[WORK TO BE COMPLETED] Please count the lines of the records that contain the string "blurred", matching case exactly, and give only the number.

[GIVEN DATA]
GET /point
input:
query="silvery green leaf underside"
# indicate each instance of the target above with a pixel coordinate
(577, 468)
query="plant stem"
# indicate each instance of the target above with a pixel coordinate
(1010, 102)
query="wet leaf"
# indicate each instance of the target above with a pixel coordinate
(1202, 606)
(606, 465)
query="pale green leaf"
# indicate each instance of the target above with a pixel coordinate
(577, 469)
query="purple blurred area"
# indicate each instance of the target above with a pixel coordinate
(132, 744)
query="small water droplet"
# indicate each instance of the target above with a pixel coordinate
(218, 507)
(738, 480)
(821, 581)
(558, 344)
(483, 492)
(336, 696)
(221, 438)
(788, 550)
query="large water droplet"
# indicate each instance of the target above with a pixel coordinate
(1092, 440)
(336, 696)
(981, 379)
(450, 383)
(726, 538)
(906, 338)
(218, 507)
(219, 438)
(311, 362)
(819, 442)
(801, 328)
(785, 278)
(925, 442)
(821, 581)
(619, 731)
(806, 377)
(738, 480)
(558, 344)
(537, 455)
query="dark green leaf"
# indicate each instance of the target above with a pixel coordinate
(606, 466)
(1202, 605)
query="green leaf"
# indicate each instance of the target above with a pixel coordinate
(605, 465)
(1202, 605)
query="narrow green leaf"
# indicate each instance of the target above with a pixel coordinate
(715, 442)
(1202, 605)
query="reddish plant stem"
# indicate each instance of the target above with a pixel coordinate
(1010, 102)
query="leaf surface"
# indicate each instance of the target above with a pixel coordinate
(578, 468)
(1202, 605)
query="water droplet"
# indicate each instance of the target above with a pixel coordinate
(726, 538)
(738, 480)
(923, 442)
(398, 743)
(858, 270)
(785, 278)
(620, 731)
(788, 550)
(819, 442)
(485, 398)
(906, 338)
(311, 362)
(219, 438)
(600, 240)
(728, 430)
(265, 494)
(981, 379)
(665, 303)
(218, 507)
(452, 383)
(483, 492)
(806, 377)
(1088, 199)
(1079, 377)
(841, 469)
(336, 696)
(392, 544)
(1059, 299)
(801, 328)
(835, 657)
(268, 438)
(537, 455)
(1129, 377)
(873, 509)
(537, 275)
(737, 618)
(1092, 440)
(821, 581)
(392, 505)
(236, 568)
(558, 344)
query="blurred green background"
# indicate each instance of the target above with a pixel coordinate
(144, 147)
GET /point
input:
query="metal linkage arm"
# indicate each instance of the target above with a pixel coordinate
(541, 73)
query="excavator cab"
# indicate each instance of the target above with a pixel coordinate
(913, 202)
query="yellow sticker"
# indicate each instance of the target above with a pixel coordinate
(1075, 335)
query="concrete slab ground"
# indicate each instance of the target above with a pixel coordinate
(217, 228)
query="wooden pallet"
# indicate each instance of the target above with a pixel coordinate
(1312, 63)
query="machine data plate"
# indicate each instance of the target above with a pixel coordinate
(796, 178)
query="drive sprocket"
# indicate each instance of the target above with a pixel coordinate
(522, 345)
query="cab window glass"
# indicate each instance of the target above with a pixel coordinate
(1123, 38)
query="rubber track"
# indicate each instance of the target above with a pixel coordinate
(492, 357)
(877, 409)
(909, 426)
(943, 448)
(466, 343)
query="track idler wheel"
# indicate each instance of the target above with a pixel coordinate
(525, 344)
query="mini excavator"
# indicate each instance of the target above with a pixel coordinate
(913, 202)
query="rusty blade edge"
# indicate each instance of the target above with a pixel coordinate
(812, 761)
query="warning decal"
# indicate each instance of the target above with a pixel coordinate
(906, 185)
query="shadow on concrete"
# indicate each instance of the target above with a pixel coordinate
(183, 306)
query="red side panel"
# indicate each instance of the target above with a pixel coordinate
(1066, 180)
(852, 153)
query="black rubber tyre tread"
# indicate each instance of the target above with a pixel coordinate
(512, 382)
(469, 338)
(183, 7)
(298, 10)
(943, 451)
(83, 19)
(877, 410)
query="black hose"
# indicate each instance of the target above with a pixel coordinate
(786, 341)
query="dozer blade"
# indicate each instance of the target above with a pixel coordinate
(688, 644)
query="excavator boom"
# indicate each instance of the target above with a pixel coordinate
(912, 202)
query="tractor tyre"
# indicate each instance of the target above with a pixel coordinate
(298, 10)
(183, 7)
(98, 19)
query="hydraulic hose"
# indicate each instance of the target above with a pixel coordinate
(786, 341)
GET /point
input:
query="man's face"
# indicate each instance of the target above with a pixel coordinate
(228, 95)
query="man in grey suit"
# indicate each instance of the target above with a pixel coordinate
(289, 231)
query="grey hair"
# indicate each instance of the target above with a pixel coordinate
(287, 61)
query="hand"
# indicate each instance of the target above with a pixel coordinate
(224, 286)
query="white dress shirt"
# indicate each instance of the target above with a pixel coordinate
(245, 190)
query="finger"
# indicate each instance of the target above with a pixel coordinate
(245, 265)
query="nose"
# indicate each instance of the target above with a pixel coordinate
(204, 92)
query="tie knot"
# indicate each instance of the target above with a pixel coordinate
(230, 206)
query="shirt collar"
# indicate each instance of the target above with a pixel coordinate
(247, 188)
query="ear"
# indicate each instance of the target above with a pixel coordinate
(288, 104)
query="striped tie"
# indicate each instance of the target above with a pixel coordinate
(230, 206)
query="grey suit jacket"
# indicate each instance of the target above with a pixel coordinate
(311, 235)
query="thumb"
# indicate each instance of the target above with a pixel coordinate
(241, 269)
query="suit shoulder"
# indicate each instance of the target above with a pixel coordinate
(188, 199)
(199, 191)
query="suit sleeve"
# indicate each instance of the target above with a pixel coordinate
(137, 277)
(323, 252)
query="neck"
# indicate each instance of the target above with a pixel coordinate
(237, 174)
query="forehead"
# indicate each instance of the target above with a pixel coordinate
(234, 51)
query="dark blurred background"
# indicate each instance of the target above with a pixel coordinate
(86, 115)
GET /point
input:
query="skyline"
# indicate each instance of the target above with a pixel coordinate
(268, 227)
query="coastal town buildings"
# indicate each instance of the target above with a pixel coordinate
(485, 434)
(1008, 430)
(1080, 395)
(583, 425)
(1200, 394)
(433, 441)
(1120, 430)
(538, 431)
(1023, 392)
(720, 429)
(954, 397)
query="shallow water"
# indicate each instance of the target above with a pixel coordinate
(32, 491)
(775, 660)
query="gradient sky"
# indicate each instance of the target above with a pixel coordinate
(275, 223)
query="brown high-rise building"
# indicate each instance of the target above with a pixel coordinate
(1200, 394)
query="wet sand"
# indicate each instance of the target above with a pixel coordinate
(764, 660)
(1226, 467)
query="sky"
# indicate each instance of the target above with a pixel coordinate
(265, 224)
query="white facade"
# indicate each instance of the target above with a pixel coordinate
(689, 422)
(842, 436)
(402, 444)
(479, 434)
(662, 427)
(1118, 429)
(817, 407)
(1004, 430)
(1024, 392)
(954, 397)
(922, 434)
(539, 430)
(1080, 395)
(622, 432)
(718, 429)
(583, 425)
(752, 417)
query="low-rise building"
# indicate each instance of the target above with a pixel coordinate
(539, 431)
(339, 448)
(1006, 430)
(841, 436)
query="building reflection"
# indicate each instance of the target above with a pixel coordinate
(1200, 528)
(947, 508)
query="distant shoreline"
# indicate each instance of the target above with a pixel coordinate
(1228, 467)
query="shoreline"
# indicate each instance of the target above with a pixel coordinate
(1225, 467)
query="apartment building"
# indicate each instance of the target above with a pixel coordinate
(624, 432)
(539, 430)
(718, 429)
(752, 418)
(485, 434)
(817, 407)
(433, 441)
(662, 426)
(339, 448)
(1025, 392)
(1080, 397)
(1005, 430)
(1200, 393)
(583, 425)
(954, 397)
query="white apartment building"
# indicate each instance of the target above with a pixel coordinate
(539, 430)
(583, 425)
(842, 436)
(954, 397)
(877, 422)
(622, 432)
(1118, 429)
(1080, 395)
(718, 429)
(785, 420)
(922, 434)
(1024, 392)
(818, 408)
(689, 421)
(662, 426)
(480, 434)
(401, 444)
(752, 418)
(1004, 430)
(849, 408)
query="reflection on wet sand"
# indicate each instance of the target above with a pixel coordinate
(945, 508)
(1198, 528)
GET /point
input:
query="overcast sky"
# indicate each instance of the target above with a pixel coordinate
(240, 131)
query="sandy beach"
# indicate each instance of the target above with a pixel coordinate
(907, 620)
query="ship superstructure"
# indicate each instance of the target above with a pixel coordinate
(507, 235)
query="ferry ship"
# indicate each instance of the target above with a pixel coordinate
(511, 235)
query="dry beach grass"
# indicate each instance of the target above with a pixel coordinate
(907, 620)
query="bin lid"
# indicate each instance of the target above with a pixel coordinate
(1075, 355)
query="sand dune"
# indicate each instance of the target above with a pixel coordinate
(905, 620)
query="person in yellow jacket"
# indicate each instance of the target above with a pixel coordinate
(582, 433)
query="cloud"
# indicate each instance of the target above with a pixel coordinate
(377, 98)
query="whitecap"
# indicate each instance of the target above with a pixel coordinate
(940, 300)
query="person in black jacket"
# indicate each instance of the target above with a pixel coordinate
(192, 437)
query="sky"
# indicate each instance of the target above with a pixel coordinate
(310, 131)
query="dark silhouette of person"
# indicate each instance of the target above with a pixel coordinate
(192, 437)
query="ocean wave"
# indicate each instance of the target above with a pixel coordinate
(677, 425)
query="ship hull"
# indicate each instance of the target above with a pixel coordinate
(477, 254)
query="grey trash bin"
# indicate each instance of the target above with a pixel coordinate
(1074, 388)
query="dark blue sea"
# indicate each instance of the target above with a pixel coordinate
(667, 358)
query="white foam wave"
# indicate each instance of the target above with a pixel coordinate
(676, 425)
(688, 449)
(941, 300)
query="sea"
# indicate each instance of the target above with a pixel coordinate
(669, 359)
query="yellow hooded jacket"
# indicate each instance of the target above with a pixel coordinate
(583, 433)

[RESPONSE] 3